──────── Text to read ────────

Key insight: the blit is 2 words wide even though the sprite is only 16 pixels (1 word). The barrel shift pushes bits into the second word, so we need that extra word — and BLTALWM=$0000 masks it so we don't corrupt adjacent pixels.

Use Case 2: Hardware Scroll (Left by N Pixels)

Scrolling the screen left means the destination is at a lower address than the source — we must use descending mode to avoid overwriting source data:

    ; Scroll 320×256 screen left by 16 pixels (1 word = fastest case)
    ; Source: screen + 2 bytes (one word right)
    ; Dest:   screen base
    ; No shift needed for 16-pixel increments

    lea     $DFF000,a5

.bwait:
    btst    #14,$002(a5)
    bne.s   .bwait

    move.l  #$09F00000,$040(a5) ; BLTCON0: A+D, minterm $F0 (copy)
    clr.w   $042(a5)            ; BLTCON1: ascending (dest > source is OK here)
    move.w  #$FFFF,$044(a5)     ; BLTAFWM
    move.w  #$FFFF,$046(a5)     ; BLTALWM
    move.l  #Screen+2,$050(a5)  ; BLTAPT: source is 1 word to the right
    move.l  #Screen,$054(a5)    ; BLTDPT: destination is screen start
    clr.w   $064(a5)            ; BLTAMOD = 0 (full-width rows)
    clr.w   $066(a5)            ; BLTDMOD = 0
    move.w  #(256<<6)|20,$058(a5) ; BLTSIZE: 256 lines × 20 words → GO!
    ; After blit: draw new column at right edge (column 19)

For sub-word scrolling (1–15 pixels), combine this with the barrel shifter and draw the new edge column from tile data.

Use Case 3: Area Fill (Filled Polygon)

The blitter's fill mode is a two-step process: (1) draw the polygon outline with XOR lines, (2) fill the region. This is how games like Carrier Command and Starglider 2 achieved real-time filled 3D:

    ; Step 1: Draw polygon edges using blitter line mode (XOR, single-bit)
    ; (Repeat for each edge of the polygon)
    ; Use minterm $4A (A XOR C) and BLTCON1 bit 0 = LINE, bit 1 = SING

    ; Step 2: Fill the outlined region
    ; Fill works RIGHT-TO-LEFT, BOTTOM-TO-TOP — requires descending mode
    ; Pointers must point to the LAST word of the bitmap region

    lea     $DFF000,a5

.bwait:
    btst    #14,$002(a5)
    bne.s   .bwait

    ; Set up inclusive fill (IFE):
    move.l  #$09F00000,$040(a5)  ; BLTCON0: A+D, minterm $F0 (copy with fill)
    move.w  #$000A,$042(a5)      ; BLTCON1: DESC=1 (bit 1), IFE=1 (bit 3)
                                  ; IFE = inclusive fill enable
    move.w  #$FFFF,$044(a5)      ; BLTAFWM
    move.w  #$FFFF,$046(a5)      ; BLTALWM

    ; Pointers to LAST word of the fill region (descending!):
    move.l  #FillBufferEnd,$050(a5) ; BLTAPT: last word of source
    move.l  #FillBufferEnd,$054(a5) ; BLTDPT: last word of dest (same buffer)

────────

Given instruction A. Extract every line of the entries below that contains the string "drawer", treating uppercase and lowercase as different.

──────── Record list ────────

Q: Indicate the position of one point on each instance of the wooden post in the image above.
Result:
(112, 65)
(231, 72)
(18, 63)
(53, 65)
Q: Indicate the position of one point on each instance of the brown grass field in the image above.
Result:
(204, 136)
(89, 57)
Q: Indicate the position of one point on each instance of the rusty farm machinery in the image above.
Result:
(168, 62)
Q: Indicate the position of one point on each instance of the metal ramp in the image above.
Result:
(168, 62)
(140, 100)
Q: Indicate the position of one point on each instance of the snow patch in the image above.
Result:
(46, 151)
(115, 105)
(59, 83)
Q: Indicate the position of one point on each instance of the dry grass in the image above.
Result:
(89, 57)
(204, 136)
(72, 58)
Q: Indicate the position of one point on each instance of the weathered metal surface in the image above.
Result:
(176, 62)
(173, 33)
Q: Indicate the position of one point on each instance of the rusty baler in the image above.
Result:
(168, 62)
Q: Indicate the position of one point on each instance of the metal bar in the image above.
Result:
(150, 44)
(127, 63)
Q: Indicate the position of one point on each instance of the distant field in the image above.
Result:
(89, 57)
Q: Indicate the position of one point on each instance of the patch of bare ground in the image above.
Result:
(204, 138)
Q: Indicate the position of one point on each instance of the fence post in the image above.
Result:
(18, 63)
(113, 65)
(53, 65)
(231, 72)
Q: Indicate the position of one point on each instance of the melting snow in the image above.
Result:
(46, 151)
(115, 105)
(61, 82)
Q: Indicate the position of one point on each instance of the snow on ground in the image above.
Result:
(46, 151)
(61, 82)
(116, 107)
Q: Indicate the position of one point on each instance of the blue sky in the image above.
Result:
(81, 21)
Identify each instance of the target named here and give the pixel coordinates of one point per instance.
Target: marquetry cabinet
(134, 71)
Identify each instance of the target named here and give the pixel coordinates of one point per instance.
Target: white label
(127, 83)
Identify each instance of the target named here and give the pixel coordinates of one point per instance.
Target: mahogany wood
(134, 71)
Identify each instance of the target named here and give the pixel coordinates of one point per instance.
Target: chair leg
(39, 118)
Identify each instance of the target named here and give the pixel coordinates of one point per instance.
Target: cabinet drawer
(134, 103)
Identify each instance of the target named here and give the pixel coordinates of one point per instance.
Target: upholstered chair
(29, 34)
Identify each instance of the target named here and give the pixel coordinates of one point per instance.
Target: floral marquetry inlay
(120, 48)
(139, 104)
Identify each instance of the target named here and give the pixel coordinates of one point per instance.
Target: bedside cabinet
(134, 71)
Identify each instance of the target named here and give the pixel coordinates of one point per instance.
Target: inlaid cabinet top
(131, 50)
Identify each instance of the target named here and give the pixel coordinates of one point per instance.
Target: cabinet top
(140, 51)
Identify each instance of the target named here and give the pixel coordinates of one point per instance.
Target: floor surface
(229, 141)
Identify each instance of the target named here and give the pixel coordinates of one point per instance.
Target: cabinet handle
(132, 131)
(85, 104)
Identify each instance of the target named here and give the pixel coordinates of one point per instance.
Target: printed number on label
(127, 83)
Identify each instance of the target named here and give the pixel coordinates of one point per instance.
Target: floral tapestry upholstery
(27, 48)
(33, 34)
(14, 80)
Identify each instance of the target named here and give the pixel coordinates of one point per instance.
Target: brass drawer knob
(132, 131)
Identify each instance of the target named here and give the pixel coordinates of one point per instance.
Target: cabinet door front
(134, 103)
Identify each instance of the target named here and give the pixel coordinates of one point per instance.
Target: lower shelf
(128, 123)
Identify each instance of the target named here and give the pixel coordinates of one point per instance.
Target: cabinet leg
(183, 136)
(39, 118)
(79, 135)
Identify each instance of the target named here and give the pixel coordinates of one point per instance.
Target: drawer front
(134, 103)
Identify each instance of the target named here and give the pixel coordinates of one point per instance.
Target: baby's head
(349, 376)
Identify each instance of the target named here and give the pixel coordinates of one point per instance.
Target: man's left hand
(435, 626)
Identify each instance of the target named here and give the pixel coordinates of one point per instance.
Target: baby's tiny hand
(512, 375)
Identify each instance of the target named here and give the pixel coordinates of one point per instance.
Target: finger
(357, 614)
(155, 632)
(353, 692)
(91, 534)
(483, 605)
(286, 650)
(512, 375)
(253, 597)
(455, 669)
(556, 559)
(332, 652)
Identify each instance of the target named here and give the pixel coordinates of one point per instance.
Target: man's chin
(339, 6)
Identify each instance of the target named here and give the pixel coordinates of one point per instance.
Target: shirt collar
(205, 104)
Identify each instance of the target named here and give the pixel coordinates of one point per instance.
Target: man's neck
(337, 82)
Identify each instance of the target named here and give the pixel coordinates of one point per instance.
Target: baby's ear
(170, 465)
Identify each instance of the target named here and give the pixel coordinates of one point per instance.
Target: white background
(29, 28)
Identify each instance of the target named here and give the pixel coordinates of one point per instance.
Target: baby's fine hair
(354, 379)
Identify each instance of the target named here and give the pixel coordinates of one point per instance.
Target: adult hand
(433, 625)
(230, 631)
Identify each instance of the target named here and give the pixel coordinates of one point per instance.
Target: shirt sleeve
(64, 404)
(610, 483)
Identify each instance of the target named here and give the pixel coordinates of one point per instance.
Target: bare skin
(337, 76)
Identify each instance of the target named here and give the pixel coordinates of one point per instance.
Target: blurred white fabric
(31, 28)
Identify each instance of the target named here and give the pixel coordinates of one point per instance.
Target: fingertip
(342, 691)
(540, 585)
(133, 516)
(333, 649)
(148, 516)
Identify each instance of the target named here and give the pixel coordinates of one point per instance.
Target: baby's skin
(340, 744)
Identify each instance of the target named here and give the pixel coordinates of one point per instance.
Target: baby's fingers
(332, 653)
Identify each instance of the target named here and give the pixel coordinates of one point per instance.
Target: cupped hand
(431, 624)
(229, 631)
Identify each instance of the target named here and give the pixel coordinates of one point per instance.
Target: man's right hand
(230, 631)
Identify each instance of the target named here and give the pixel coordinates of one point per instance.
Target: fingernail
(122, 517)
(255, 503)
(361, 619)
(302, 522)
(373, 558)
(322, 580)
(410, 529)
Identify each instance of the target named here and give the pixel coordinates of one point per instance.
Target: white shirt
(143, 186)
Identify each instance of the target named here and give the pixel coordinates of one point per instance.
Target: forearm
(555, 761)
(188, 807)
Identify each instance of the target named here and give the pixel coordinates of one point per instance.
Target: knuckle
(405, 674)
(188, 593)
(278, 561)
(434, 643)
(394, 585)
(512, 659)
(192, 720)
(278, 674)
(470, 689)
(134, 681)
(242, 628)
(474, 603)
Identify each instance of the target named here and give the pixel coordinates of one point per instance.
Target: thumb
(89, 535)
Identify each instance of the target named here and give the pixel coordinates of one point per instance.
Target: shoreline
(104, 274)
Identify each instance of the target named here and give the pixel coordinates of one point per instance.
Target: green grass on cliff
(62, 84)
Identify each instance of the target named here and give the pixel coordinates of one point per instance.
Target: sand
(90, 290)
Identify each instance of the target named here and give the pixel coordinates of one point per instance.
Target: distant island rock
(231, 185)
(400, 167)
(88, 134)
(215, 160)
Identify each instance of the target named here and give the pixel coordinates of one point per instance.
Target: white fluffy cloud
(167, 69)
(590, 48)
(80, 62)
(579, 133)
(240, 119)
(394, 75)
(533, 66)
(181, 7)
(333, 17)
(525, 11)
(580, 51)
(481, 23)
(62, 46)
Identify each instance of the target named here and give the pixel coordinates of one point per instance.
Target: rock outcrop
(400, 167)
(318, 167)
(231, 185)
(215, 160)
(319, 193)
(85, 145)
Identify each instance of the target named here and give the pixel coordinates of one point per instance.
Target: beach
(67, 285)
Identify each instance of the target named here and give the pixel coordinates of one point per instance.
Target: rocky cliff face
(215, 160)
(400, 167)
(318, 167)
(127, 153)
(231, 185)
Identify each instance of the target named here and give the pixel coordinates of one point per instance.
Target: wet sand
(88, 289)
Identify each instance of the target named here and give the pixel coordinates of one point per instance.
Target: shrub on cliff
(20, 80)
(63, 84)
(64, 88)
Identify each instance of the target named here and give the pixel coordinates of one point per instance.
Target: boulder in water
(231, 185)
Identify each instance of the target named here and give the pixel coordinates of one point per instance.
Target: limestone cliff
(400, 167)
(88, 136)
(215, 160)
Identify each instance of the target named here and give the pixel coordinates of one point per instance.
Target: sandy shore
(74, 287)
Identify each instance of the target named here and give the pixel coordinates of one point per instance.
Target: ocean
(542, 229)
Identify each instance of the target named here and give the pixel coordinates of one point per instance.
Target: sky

────────

Given instruction B. According to the blitter text above, why is the blit 2 words wide when the sprite is only 16 pixels wide? Answer in one to three sentences.

Response A.
Target: cabinet drawer
Target: brass drawer knob
Target: drawer front

Response B. The barrel shift pushes bits into a second word, so the blit needs that extra word. BLTALWM is set to $0000 to mask that word so adjacent pixels are not corrupted.